*Work to complete:*
Output each record below exactly, leaving any picture out of the copy.

═══ Records

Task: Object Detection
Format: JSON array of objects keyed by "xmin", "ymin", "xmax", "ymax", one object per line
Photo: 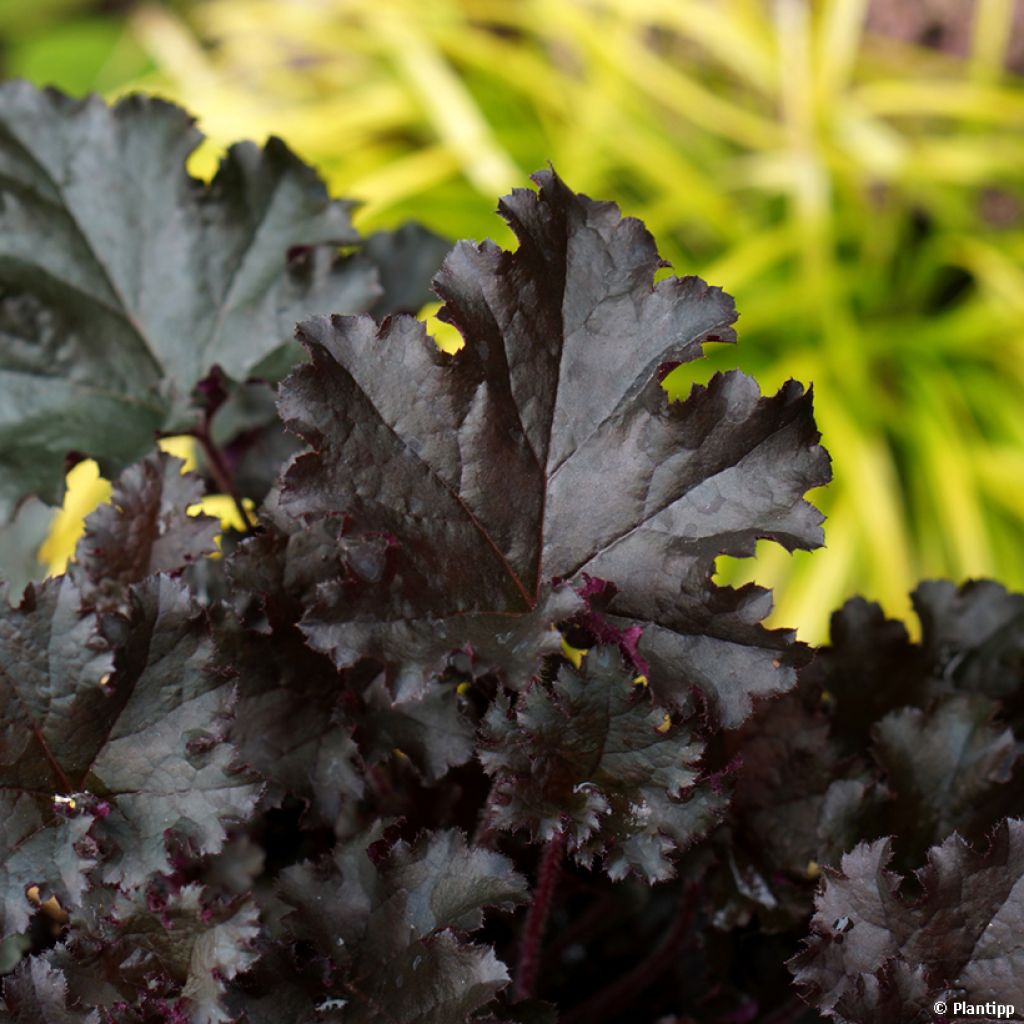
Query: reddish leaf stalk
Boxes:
[
  {"xmin": 560, "ymin": 881, "xmax": 699, "ymax": 1024},
  {"xmin": 514, "ymin": 830, "xmax": 567, "ymax": 1002},
  {"xmin": 191, "ymin": 423, "xmax": 255, "ymax": 533}
]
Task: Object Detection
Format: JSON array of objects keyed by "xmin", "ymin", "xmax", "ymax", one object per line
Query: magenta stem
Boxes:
[{"xmin": 513, "ymin": 830, "xmax": 567, "ymax": 1001}]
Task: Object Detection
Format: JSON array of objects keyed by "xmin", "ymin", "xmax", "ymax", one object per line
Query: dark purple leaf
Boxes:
[
  {"xmin": 0, "ymin": 575, "xmax": 259, "ymax": 937},
  {"xmin": 791, "ymin": 819, "xmax": 1024, "ymax": 1023},
  {"xmin": 478, "ymin": 646, "xmax": 726, "ymax": 881},
  {"xmin": 1, "ymin": 958, "xmax": 98, "ymax": 1023},
  {"xmin": 872, "ymin": 694, "xmax": 1021, "ymax": 861},
  {"xmin": 276, "ymin": 170, "xmax": 829, "ymax": 724},
  {"xmin": 48, "ymin": 884, "xmax": 259, "ymax": 1024},
  {"xmin": 71, "ymin": 453, "xmax": 219, "ymax": 615},
  {"xmin": 273, "ymin": 826, "xmax": 526, "ymax": 1023}
]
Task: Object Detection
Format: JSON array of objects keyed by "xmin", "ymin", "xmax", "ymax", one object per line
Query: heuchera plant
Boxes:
[{"xmin": 1, "ymin": 84, "xmax": 1023, "ymax": 1024}]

══════

*Task solution:*
Task: Object Detection
Format: JSON array of objects keyed by "xmin", "ymin", "xmax", "ymax", one object per line
Photo: 
Query: reddish leaf stalk
Boxes:
[
  {"xmin": 560, "ymin": 881, "xmax": 699, "ymax": 1024},
  {"xmin": 514, "ymin": 830, "xmax": 567, "ymax": 1002},
  {"xmin": 191, "ymin": 423, "xmax": 255, "ymax": 533}
]
Task: Object Detection
Format: JSON array of objects keyed by "xmin", "ymin", "xmax", "ymax", one object per line
Query: magenta stem
Boxes:
[{"xmin": 513, "ymin": 830, "xmax": 567, "ymax": 1001}]
Task: Object Detection
Format: JSON array of objects keyed by "xmin", "ymin", "xmax", "ymax", one object per line
Query: dark purple leaf
Boxes:
[
  {"xmin": 0, "ymin": 575, "xmax": 259, "ymax": 937},
  {"xmin": 791, "ymin": 819, "xmax": 1024, "ymax": 1023},
  {"xmin": 478, "ymin": 646, "xmax": 726, "ymax": 881},
  {"xmin": 1, "ymin": 958, "xmax": 98, "ymax": 1023},
  {"xmin": 872, "ymin": 694, "xmax": 1021, "ymax": 861},
  {"xmin": 276, "ymin": 170, "xmax": 829, "ymax": 724},
  {"xmin": 48, "ymin": 884, "xmax": 259, "ymax": 1024},
  {"xmin": 71, "ymin": 453, "xmax": 219, "ymax": 615},
  {"xmin": 273, "ymin": 826, "xmax": 526, "ymax": 1023}
]
Task: Object Detection
Format: JSON array of objects keyed by "xmin", "ymin", "xmax", "ymax", one object per line
Query: heuchera plant
Boxes:
[{"xmin": 1, "ymin": 84, "xmax": 1023, "ymax": 1024}]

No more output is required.